__Problem statement__
Rewrite the part of the records that opens with the line containing "Target: suit trousers" and closes at the end of the records, swapping "wooden" for "timber" and keeping everything else the same. Leave the pictures out of your answer.

*** Provided records ***

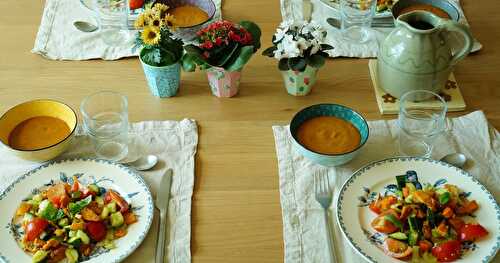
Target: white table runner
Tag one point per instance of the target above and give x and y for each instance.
(174, 142)
(292, 10)
(58, 39)
(302, 216)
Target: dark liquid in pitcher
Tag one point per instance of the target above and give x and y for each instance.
(422, 25)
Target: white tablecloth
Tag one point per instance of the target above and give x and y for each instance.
(174, 142)
(303, 221)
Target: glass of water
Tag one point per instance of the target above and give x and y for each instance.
(418, 126)
(356, 18)
(105, 120)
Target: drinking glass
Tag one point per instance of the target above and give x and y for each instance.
(113, 21)
(418, 126)
(105, 120)
(356, 18)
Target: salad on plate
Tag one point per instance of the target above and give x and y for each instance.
(72, 221)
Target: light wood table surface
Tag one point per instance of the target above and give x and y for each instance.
(236, 213)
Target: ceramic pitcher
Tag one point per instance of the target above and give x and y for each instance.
(417, 53)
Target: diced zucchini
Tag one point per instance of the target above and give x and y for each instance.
(63, 222)
(399, 236)
(116, 219)
(83, 236)
(39, 256)
(105, 212)
(71, 255)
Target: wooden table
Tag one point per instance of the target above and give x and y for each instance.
(236, 214)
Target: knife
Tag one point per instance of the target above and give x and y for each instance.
(161, 203)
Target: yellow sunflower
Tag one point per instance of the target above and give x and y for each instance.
(169, 21)
(151, 35)
(140, 22)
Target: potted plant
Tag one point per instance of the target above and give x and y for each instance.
(160, 53)
(223, 50)
(300, 50)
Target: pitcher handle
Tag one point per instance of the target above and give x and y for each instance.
(464, 31)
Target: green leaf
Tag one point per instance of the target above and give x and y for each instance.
(316, 61)
(243, 56)
(255, 31)
(283, 64)
(269, 51)
(298, 64)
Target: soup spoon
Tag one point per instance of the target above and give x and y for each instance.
(85, 26)
(144, 163)
(455, 159)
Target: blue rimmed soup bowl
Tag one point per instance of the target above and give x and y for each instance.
(334, 110)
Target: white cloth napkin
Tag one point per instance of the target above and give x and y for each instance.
(292, 10)
(174, 142)
(58, 39)
(303, 227)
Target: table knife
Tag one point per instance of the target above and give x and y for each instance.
(161, 203)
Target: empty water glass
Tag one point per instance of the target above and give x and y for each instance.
(105, 120)
(419, 126)
(356, 18)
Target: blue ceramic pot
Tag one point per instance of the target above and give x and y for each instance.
(163, 81)
(334, 110)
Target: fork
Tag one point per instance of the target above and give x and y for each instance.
(324, 196)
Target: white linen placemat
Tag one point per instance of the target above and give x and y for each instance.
(175, 143)
(292, 10)
(58, 39)
(303, 227)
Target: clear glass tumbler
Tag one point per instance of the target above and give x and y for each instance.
(105, 120)
(419, 126)
(356, 18)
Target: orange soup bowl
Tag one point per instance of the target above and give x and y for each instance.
(32, 109)
(348, 130)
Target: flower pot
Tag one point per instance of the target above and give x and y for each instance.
(223, 84)
(299, 83)
(162, 81)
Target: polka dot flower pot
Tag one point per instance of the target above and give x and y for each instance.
(299, 83)
(223, 84)
(163, 81)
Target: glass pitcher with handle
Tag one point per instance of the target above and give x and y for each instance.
(417, 54)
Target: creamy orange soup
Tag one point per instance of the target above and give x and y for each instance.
(328, 135)
(38, 132)
(188, 15)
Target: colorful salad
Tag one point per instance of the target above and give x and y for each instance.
(71, 221)
(424, 223)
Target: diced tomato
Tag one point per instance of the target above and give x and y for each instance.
(112, 195)
(396, 248)
(472, 232)
(383, 225)
(424, 245)
(35, 227)
(57, 195)
(96, 230)
(447, 251)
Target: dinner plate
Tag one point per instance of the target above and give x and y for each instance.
(105, 174)
(354, 216)
(336, 6)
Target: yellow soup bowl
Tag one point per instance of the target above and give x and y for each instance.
(38, 108)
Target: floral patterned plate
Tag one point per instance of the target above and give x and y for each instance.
(105, 174)
(366, 183)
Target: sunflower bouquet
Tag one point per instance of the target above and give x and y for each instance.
(159, 46)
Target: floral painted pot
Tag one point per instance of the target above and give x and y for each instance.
(163, 81)
(299, 83)
(223, 84)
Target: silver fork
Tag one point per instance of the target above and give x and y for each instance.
(324, 196)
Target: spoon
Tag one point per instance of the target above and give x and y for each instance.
(455, 159)
(85, 26)
(144, 163)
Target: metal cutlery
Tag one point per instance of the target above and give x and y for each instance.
(324, 196)
(161, 203)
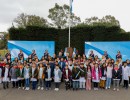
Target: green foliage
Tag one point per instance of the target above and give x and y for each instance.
(107, 20)
(59, 16)
(79, 35)
(24, 20)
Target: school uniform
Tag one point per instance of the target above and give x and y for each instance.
(67, 77)
(82, 78)
(88, 80)
(103, 78)
(20, 77)
(27, 77)
(5, 75)
(96, 76)
(109, 77)
(125, 75)
(21, 56)
(57, 78)
(62, 65)
(116, 75)
(48, 78)
(41, 77)
(34, 76)
(75, 78)
(0, 74)
(14, 77)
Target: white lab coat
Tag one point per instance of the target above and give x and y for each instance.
(125, 72)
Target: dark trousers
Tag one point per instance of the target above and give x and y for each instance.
(57, 85)
(48, 84)
(21, 83)
(126, 84)
(95, 85)
(5, 85)
(15, 84)
(34, 85)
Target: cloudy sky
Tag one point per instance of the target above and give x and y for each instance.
(9, 9)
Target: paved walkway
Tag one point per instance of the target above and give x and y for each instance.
(15, 94)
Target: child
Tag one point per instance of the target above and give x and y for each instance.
(103, 79)
(96, 76)
(1, 74)
(34, 76)
(116, 77)
(41, 76)
(67, 77)
(5, 75)
(82, 78)
(109, 75)
(125, 74)
(57, 77)
(27, 76)
(13, 75)
(48, 77)
(89, 77)
(20, 76)
(75, 77)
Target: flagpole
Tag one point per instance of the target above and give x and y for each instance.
(69, 23)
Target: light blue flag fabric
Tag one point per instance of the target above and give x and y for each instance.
(71, 6)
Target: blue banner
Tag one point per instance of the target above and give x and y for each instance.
(110, 47)
(28, 46)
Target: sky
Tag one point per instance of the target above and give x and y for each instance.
(9, 9)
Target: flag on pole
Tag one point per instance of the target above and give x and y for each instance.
(71, 6)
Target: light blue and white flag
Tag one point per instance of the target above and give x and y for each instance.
(71, 6)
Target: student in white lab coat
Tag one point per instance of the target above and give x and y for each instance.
(125, 74)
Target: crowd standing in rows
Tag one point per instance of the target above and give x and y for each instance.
(77, 72)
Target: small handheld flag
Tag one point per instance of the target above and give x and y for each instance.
(71, 6)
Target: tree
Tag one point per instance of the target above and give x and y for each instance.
(60, 16)
(24, 20)
(107, 20)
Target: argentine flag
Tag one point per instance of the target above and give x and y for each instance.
(71, 6)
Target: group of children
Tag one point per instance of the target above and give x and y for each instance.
(77, 72)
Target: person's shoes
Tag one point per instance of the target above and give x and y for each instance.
(114, 89)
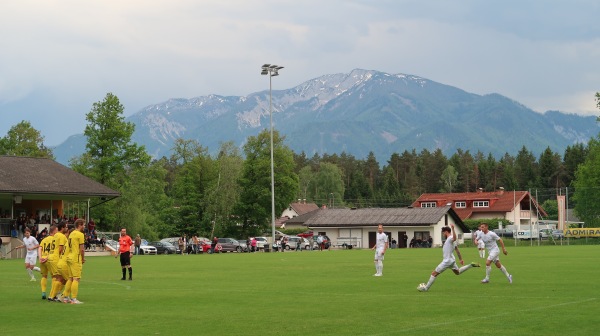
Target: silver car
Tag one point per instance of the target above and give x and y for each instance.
(229, 245)
(294, 241)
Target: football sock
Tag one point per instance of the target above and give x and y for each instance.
(464, 268)
(44, 284)
(74, 289)
(68, 287)
(54, 287)
(430, 282)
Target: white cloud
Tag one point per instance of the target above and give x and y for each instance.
(67, 54)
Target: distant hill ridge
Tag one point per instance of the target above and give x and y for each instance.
(357, 112)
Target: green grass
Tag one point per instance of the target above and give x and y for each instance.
(555, 291)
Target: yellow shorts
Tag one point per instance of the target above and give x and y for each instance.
(75, 269)
(52, 267)
(44, 269)
(63, 270)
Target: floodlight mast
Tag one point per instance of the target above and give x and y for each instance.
(271, 70)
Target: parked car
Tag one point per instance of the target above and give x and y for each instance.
(504, 233)
(261, 242)
(174, 241)
(558, 234)
(326, 241)
(145, 248)
(229, 245)
(293, 243)
(164, 247)
(243, 245)
(544, 233)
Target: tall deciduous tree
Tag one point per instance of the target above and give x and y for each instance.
(255, 200)
(110, 155)
(109, 150)
(24, 140)
(449, 179)
(328, 184)
(223, 194)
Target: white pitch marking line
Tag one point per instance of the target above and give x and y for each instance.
(477, 318)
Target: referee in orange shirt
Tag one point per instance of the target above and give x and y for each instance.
(125, 252)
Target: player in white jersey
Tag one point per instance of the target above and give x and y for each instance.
(448, 261)
(381, 244)
(490, 238)
(480, 245)
(31, 244)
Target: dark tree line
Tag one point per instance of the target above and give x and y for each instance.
(229, 194)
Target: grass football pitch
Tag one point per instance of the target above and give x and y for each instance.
(556, 291)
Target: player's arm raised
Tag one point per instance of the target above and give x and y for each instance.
(459, 255)
(503, 248)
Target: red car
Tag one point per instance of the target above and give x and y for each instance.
(307, 234)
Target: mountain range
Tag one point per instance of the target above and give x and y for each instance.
(356, 113)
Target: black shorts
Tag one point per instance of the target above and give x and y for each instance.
(125, 259)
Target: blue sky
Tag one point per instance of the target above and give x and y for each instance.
(59, 57)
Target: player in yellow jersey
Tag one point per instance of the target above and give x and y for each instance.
(75, 260)
(55, 251)
(63, 268)
(44, 252)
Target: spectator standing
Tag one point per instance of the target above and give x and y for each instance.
(195, 244)
(31, 245)
(381, 244)
(138, 243)
(91, 225)
(448, 258)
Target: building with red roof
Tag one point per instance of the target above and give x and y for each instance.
(518, 207)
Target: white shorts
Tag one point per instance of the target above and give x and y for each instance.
(446, 264)
(379, 254)
(494, 255)
(31, 259)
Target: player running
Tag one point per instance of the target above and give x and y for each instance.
(480, 245)
(381, 244)
(490, 238)
(449, 261)
(44, 252)
(63, 269)
(56, 249)
(31, 244)
(75, 260)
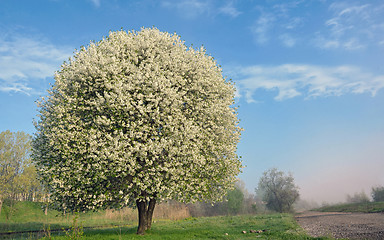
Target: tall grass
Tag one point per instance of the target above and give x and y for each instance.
(367, 207)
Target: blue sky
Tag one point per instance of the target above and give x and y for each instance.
(309, 75)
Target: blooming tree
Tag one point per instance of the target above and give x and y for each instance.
(137, 118)
(278, 190)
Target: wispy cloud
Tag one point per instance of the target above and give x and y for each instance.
(95, 2)
(229, 10)
(25, 61)
(352, 26)
(189, 8)
(287, 40)
(262, 27)
(309, 81)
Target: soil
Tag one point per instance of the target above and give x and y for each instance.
(343, 225)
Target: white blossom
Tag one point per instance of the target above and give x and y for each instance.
(138, 115)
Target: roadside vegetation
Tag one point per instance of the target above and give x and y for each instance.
(29, 217)
(365, 207)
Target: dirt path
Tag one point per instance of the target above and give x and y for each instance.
(343, 225)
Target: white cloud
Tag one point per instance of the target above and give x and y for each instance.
(287, 40)
(262, 27)
(25, 61)
(309, 81)
(96, 2)
(230, 10)
(189, 8)
(352, 26)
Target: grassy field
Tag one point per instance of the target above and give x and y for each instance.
(27, 216)
(369, 207)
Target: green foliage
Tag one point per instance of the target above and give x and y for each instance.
(76, 230)
(235, 201)
(277, 226)
(358, 198)
(367, 207)
(278, 190)
(134, 117)
(378, 194)
(18, 177)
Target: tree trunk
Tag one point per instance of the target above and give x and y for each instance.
(145, 213)
(151, 208)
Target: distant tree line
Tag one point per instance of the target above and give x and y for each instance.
(18, 177)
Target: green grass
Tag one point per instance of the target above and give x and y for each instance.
(277, 226)
(28, 216)
(370, 207)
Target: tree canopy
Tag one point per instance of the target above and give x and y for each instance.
(278, 190)
(137, 116)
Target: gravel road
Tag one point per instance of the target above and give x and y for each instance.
(343, 225)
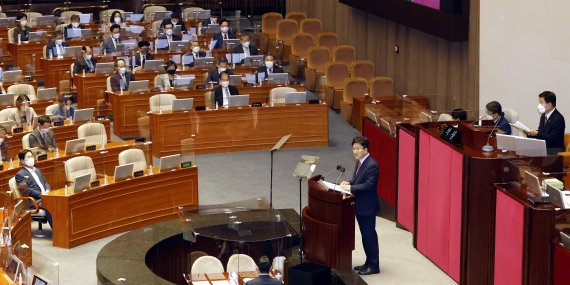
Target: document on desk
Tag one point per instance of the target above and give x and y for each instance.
(521, 126)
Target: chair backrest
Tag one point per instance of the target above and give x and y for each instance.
(362, 68)
(79, 165)
(286, 28)
(161, 102)
(135, 156)
(301, 44)
(27, 89)
(241, 263)
(207, 264)
(354, 87)
(344, 53)
(336, 73)
(93, 133)
(277, 94)
(318, 58)
(312, 26)
(381, 86)
(297, 16)
(269, 22)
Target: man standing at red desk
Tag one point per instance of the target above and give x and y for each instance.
(363, 186)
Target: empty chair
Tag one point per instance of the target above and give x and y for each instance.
(161, 102)
(27, 89)
(135, 156)
(93, 133)
(79, 165)
(277, 94)
(327, 39)
(207, 264)
(241, 263)
(344, 53)
(362, 68)
(335, 74)
(312, 26)
(317, 60)
(353, 87)
(297, 16)
(299, 52)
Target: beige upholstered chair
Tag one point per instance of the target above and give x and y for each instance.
(241, 263)
(79, 165)
(93, 133)
(207, 264)
(135, 156)
(277, 94)
(161, 102)
(23, 89)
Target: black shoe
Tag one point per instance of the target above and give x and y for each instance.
(368, 271)
(360, 267)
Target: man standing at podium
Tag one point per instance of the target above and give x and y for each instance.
(363, 186)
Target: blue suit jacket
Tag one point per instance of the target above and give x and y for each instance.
(363, 186)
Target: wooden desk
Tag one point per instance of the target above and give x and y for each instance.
(62, 135)
(119, 207)
(240, 129)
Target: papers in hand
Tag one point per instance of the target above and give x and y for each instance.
(521, 126)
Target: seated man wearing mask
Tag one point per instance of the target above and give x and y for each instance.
(86, 62)
(214, 75)
(31, 181)
(42, 137)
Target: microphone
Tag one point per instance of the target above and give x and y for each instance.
(488, 147)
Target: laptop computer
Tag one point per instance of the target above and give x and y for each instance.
(124, 172)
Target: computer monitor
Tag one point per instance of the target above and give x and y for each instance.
(138, 86)
(74, 146)
(169, 162)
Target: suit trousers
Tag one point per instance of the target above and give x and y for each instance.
(367, 224)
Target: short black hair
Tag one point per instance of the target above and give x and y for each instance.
(264, 264)
(22, 153)
(549, 97)
(459, 114)
(363, 141)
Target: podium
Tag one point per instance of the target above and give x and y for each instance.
(328, 227)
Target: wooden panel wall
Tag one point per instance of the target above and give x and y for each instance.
(444, 71)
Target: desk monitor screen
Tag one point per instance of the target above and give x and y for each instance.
(74, 146)
(46, 93)
(153, 65)
(169, 162)
(182, 104)
(296, 98)
(11, 75)
(81, 182)
(83, 115)
(278, 78)
(138, 86)
(124, 172)
(104, 67)
(506, 142)
(238, 100)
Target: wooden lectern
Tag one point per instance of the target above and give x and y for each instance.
(328, 231)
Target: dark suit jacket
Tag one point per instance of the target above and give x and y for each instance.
(51, 46)
(80, 64)
(363, 186)
(214, 75)
(116, 81)
(81, 26)
(552, 131)
(219, 38)
(219, 94)
(264, 280)
(34, 189)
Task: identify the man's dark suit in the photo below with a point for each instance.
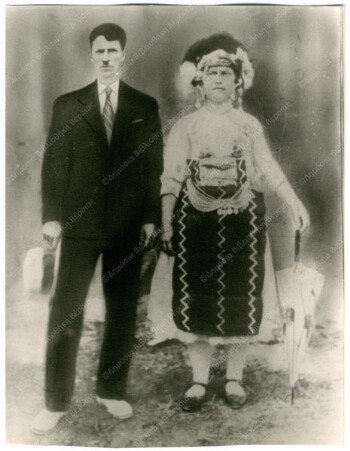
(101, 194)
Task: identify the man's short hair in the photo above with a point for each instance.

***

__Answer to this exercise__
Target: suit trousers
Tag one point per instance of the target above and give x and y for each instance.
(367, 224)
Target: short black hair
Tag one point per instance of the target above and give x and y for each instance.
(264, 264)
(22, 153)
(549, 97)
(459, 114)
(363, 141)
Target: podium
Tag one point per instance of the target above and give x and y for each instance.
(328, 227)
Target: timber panel wall
Tag one point per instance of the target above and give x and y for each instance.
(444, 71)
Target: desk monitor screen
Tag one point per instance of the target above and give x and y for each instance.
(74, 146)
(46, 93)
(153, 65)
(169, 162)
(182, 104)
(296, 98)
(11, 75)
(81, 182)
(83, 115)
(278, 78)
(138, 86)
(124, 172)
(104, 67)
(506, 142)
(238, 100)
Target: timber lectern
Tag one point per instance of the target above and give x and y for each instance.
(328, 231)
Target: dark suit jacket
Tag one point per instance of the target above and give x and y for each instance.
(51, 46)
(80, 64)
(363, 186)
(214, 75)
(116, 81)
(81, 26)
(552, 131)
(219, 38)
(219, 94)
(264, 280)
(34, 189)
Task: identify the man's dark suit in the photo below with a point for each instance.
(101, 194)
Task: identify the man's short hair in the photo above with a point for each instance.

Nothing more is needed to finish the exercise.